* The task: Gather every line of the data that contains the string "window", treating uppercase and lowercase letters as different.

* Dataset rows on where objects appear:
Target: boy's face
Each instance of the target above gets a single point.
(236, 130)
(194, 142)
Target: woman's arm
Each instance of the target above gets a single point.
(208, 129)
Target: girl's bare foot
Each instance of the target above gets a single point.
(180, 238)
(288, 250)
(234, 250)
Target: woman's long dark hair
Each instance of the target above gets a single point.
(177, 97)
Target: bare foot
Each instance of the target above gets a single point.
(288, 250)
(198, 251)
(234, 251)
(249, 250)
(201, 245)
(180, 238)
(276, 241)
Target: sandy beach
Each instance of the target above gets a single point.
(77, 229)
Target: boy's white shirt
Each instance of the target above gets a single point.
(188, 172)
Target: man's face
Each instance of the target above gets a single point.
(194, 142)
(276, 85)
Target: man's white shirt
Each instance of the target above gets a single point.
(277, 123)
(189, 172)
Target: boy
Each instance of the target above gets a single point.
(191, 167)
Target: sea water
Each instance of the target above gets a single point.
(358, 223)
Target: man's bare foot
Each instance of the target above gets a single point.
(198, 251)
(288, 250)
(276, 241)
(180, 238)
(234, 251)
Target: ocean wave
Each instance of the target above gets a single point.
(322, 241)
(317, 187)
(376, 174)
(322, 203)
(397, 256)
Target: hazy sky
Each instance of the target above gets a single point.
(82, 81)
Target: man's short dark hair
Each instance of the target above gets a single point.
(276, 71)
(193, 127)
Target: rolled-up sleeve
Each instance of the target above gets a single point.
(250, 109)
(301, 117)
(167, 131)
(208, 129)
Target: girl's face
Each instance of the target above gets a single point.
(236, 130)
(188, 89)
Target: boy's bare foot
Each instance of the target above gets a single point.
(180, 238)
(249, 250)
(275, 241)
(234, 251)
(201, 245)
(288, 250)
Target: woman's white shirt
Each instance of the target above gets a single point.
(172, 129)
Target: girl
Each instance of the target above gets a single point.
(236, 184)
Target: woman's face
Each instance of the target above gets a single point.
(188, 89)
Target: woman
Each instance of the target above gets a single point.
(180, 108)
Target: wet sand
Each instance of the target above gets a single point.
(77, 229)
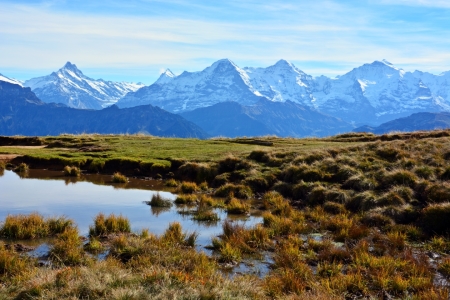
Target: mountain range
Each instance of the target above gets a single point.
(226, 100)
(71, 87)
(22, 113)
(373, 93)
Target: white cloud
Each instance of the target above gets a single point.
(340, 37)
(429, 3)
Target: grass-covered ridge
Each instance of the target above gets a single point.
(380, 205)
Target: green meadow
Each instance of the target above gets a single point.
(350, 216)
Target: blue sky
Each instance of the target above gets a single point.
(135, 40)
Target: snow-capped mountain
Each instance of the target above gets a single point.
(71, 87)
(10, 80)
(439, 85)
(222, 81)
(282, 82)
(372, 93)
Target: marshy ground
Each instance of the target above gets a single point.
(350, 216)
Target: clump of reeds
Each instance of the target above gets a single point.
(119, 178)
(206, 215)
(21, 168)
(236, 206)
(13, 265)
(174, 235)
(94, 246)
(72, 171)
(186, 199)
(159, 201)
(229, 254)
(171, 182)
(436, 217)
(111, 224)
(239, 191)
(188, 187)
(444, 267)
(67, 250)
(33, 226)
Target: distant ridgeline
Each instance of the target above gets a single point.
(22, 113)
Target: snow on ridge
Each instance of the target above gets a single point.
(10, 80)
(70, 86)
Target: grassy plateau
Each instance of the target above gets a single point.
(353, 216)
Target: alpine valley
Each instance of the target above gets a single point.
(71, 87)
(226, 100)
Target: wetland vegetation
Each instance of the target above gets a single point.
(350, 216)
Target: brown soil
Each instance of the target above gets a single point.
(24, 147)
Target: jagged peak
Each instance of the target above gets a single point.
(224, 62)
(283, 62)
(383, 63)
(165, 77)
(71, 67)
(168, 73)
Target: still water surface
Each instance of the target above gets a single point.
(51, 194)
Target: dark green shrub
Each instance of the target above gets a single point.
(435, 218)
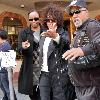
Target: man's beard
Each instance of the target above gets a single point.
(77, 22)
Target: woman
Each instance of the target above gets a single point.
(55, 42)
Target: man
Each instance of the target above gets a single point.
(54, 72)
(4, 82)
(86, 80)
(28, 45)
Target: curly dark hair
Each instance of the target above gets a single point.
(56, 13)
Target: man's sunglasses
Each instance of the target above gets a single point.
(50, 20)
(76, 12)
(35, 19)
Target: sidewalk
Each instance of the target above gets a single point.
(18, 95)
(15, 83)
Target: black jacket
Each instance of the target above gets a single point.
(26, 77)
(90, 76)
(57, 66)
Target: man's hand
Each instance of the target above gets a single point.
(25, 44)
(51, 32)
(73, 53)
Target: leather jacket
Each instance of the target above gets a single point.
(91, 76)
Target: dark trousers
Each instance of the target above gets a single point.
(44, 86)
(4, 85)
(88, 93)
(61, 88)
(36, 93)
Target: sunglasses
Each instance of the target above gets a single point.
(50, 20)
(35, 19)
(76, 12)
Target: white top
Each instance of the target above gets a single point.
(45, 50)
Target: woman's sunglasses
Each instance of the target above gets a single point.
(50, 20)
(76, 12)
(35, 19)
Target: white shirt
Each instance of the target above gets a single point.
(45, 50)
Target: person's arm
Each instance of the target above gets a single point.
(94, 33)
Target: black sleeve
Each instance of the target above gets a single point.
(93, 31)
(63, 42)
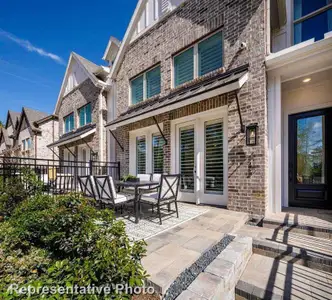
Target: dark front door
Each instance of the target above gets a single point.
(310, 170)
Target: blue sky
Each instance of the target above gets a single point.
(36, 38)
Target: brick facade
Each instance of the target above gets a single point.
(81, 95)
(240, 21)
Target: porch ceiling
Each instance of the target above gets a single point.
(79, 134)
(211, 87)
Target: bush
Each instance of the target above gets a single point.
(15, 189)
(67, 242)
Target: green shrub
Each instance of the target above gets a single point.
(67, 242)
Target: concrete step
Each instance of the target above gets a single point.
(310, 251)
(309, 226)
(219, 279)
(268, 278)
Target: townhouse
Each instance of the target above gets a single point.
(189, 96)
(82, 112)
(26, 134)
(299, 73)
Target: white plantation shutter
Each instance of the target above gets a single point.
(158, 154)
(141, 155)
(187, 158)
(214, 164)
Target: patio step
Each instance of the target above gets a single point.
(310, 251)
(220, 277)
(268, 278)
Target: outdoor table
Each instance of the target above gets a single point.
(136, 186)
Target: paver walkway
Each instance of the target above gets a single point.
(267, 278)
(171, 252)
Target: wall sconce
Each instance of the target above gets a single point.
(251, 134)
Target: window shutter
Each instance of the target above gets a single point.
(214, 163)
(210, 54)
(184, 67)
(137, 90)
(187, 158)
(153, 82)
(158, 154)
(82, 116)
(141, 155)
(88, 114)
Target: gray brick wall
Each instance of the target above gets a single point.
(240, 21)
(83, 94)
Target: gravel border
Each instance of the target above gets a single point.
(183, 281)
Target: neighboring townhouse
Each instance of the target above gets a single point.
(8, 133)
(82, 111)
(188, 96)
(34, 131)
(299, 71)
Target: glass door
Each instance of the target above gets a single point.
(309, 161)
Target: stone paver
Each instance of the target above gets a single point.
(265, 275)
(173, 251)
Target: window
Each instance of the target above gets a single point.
(85, 115)
(158, 154)
(140, 155)
(188, 66)
(69, 123)
(146, 85)
(312, 19)
(26, 144)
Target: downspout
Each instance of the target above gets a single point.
(101, 125)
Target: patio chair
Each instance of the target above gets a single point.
(107, 193)
(163, 194)
(87, 187)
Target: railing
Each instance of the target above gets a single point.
(57, 176)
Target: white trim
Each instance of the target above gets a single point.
(219, 91)
(82, 136)
(199, 119)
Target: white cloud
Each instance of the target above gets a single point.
(28, 46)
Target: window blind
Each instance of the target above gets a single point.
(153, 82)
(187, 158)
(137, 90)
(158, 154)
(210, 54)
(140, 155)
(214, 163)
(184, 67)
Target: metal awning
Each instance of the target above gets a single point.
(74, 136)
(219, 84)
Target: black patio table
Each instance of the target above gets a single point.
(136, 185)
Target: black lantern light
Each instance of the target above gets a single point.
(251, 134)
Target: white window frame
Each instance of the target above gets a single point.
(196, 58)
(144, 85)
(148, 132)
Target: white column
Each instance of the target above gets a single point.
(275, 144)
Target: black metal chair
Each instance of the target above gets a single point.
(107, 193)
(164, 194)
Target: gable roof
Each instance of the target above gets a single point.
(129, 33)
(90, 69)
(31, 116)
(13, 116)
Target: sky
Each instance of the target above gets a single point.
(36, 38)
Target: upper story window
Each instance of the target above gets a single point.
(84, 114)
(202, 58)
(312, 19)
(69, 123)
(26, 144)
(146, 85)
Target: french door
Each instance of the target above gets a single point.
(310, 162)
(201, 159)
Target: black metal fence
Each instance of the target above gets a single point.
(57, 176)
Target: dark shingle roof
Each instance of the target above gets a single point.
(181, 94)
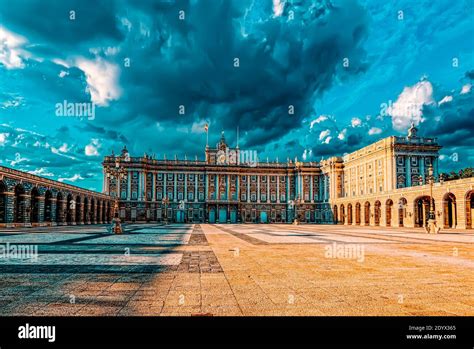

* Expected answer:
Target: window shutter
Target: window
Target: window blind
Target: white window frame
Target: upper story window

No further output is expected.